• Elenco del compito
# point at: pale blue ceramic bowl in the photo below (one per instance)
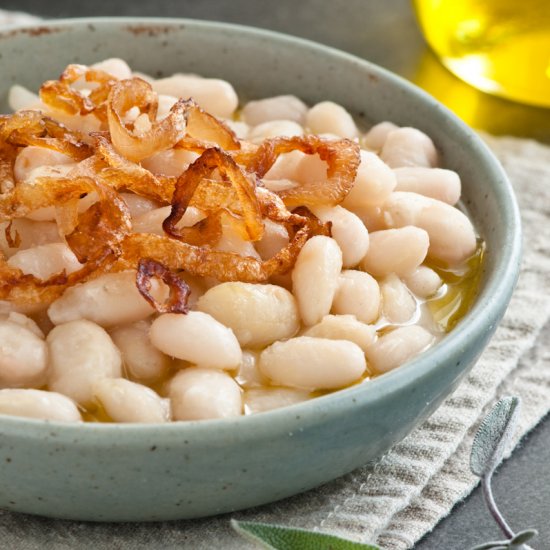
(191, 469)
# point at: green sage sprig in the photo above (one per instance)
(490, 444)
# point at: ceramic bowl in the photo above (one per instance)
(191, 469)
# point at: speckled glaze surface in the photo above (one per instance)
(193, 469)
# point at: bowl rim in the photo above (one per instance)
(485, 313)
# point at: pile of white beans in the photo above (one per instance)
(354, 306)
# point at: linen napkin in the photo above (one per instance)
(403, 495)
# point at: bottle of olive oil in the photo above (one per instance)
(498, 46)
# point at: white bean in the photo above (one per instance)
(198, 338)
(81, 353)
(329, 117)
(398, 304)
(274, 238)
(373, 184)
(45, 260)
(400, 345)
(21, 98)
(437, 183)
(282, 107)
(398, 251)
(126, 401)
(343, 327)
(45, 405)
(274, 128)
(408, 147)
(452, 235)
(114, 66)
(313, 363)
(249, 375)
(423, 281)
(201, 394)
(216, 96)
(266, 399)
(258, 314)
(23, 356)
(347, 230)
(358, 294)
(315, 277)
(374, 139)
(151, 222)
(31, 158)
(143, 361)
(111, 299)
(171, 162)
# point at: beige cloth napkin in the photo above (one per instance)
(402, 496)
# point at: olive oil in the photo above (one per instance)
(498, 46)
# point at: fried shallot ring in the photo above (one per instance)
(342, 158)
(162, 134)
(198, 172)
(179, 289)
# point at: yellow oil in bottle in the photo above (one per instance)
(498, 46)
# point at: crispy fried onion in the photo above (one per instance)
(60, 95)
(33, 128)
(198, 174)
(342, 158)
(96, 240)
(179, 289)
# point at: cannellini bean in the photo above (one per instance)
(171, 162)
(266, 399)
(274, 238)
(21, 98)
(81, 353)
(274, 128)
(114, 66)
(329, 117)
(200, 394)
(32, 157)
(282, 107)
(398, 304)
(343, 327)
(373, 184)
(249, 375)
(374, 139)
(400, 345)
(437, 183)
(408, 147)
(138, 205)
(45, 405)
(358, 294)
(198, 338)
(45, 260)
(315, 277)
(347, 230)
(423, 281)
(398, 251)
(110, 299)
(23, 356)
(142, 361)
(151, 222)
(452, 235)
(126, 401)
(313, 363)
(258, 314)
(216, 96)
(30, 232)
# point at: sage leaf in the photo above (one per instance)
(493, 436)
(523, 536)
(276, 537)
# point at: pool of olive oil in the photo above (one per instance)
(498, 46)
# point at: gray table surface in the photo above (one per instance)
(385, 32)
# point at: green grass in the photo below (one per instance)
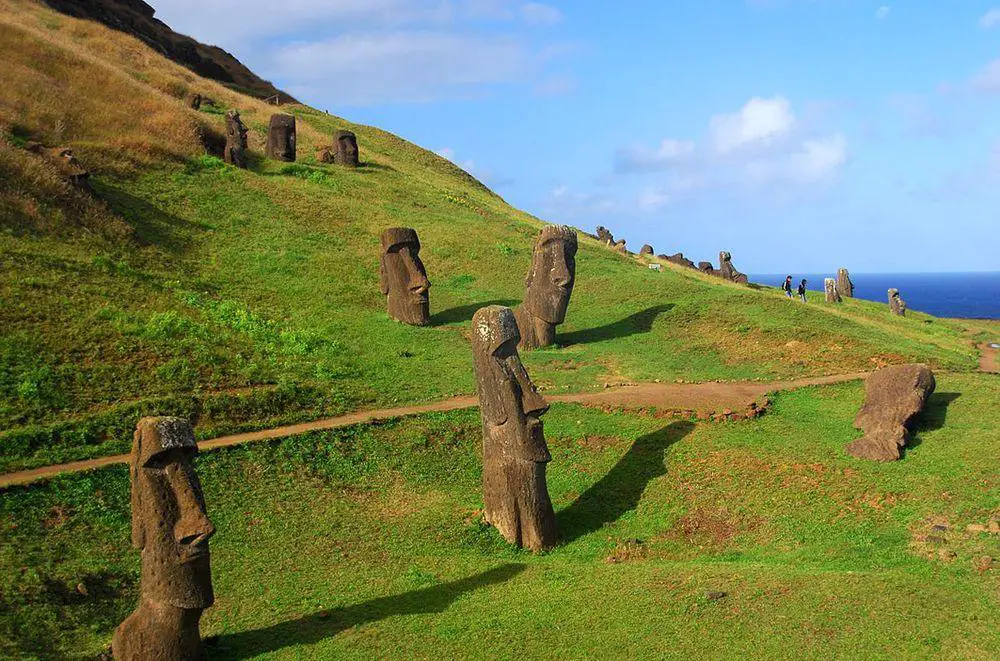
(367, 542)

• Problema posto
Riporta senza modifiche le righe dell'elenco qui sopra, cominciando dalla riga che contiene "# point at: yellow", inclusa, e arrivando fino alla fine dell'elenco. Non includere le immagini nella risposta.

• Risposta al compito
# point at: yellow oil in bottle in the photo above (one per instance)
(498, 46)
# point at: crispy fried onion in the photo above (one per instance)
(60, 95)
(33, 128)
(198, 174)
(342, 158)
(96, 240)
(179, 289)
# point at: cannellini bean in the photo above (one per instance)
(171, 162)
(266, 399)
(274, 238)
(21, 98)
(81, 353)
(274, 128)
(114, 66)
(329, 117)
(200, 394)
(32, 157)
(282, 107)
(398, 304)
(343, 327)
(373, 184)
(249, 375)
(374, 139)
(400, 345)
(437, 183)
(408, 147)
(138, 205)
(45, 405)
(358, 294)
(198, 338)
(45, 260)
(315, 277)
(347, 230)
(423, 281)
(398, 251)
(110, 299)
(23, 356)
(142, 361)
(151, 222)
(452, 235)
(126, 401)
(313, 363)
(258, 314)
(216, 96)
(30, 232)
# point at: sage leaf in the photo above (one per instance)
(493, 436)
(523, 536)
(276, 537)
# point at: pool of olive oil in the photo above (one per instance)
(498, 46)
# point at: gray table surface in the photo above (one per instance)
(385, 32)
# point at: green grass in the photo below (one per instance)
(367, 542)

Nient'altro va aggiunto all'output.